_SET TASK 1:_
List every line in the records that contains the string "window", matching case exactly.

_TEXT SEGMENT:_
-- begin --
Overview
The Speech-to-Text (STT) API allows you to transcribe audio files or raw audio data to text using on-device Whisper models. All transcription happens locally on the device for privacy and offline capability.
Basic Usage
import { RunAnywhere } from '@runanywhere/core'
// Transcribe raw audio samples (most common approach)
const result = await RunAnywhere . transcribeBuffer ( audioSamples , {
language: 'en' ,
})
console . log ( 'Transcription:' , result . text )
Or transcribe base64-encoded audio:
// Transcribe base64-encoded float32 PCM audio
const result = await RunAnywhere . transcribe ( audioBase64 , {
language: 'en' ,
})
console . log ( 'Transcription:' , result . text )
Setup
Before transcribing, you need to download and load an STT model:
import { RunAnywhere , ModelCategory } from '@runanywhere/core'
import { ONNX , ModelArtifactType } from '@runanywhere/onnx'
// 1. Initialize SDK and register ONNX backend
await RunAnywhere . initialize ({ environment: SDKEnvironment . Development })
ONNX . register ()
-- end --
Coordinate labeling data:
-- begin --
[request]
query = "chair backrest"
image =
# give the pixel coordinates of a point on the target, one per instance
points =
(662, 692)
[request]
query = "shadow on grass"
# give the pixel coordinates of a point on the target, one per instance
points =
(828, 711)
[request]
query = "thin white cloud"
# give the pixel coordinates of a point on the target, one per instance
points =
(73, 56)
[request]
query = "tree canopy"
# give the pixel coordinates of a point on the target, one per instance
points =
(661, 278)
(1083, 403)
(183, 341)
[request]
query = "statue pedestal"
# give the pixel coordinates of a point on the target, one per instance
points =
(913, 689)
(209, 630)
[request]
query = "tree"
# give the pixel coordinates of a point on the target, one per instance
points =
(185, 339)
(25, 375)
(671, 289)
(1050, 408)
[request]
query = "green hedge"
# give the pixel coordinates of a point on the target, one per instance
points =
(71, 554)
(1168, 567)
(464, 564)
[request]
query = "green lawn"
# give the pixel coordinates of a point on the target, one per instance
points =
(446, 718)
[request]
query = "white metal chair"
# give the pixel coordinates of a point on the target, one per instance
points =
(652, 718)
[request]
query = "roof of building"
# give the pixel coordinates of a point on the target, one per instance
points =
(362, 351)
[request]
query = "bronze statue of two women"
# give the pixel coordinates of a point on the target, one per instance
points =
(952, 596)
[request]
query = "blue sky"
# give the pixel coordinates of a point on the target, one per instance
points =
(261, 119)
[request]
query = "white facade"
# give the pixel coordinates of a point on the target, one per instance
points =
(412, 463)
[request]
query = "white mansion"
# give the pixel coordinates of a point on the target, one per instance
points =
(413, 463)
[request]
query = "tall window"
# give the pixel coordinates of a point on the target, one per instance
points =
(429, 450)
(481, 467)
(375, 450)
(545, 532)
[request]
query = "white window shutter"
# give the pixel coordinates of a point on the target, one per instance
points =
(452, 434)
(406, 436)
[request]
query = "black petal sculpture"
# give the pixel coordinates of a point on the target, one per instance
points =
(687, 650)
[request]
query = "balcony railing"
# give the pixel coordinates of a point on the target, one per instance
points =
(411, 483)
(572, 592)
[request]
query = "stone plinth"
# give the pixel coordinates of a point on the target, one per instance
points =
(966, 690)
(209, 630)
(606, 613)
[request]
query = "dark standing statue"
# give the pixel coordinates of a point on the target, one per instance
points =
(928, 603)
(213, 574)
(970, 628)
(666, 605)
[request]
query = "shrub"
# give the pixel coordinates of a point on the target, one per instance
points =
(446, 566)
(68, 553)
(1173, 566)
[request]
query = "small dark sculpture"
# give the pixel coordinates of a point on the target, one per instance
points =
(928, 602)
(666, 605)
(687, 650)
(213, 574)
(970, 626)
-- end --
_SET TASK 2:_
Answer these questions about the speech-to-text page above, one per line:
(a) What models does the API use for transcription?
(b) What format of audio does the comment describe for the base64 example?
(c) Which package are ONNX and ModelArtifactType imported from?

_FULL RESPONSE 1:_
query = "tall window"
query = "white window shutter"

_FULL RESPONSE 2:_
(a) On-device Whisper models
(b) Base64-encoded float32 PCM audio
(c) '@runanywhere/onnx'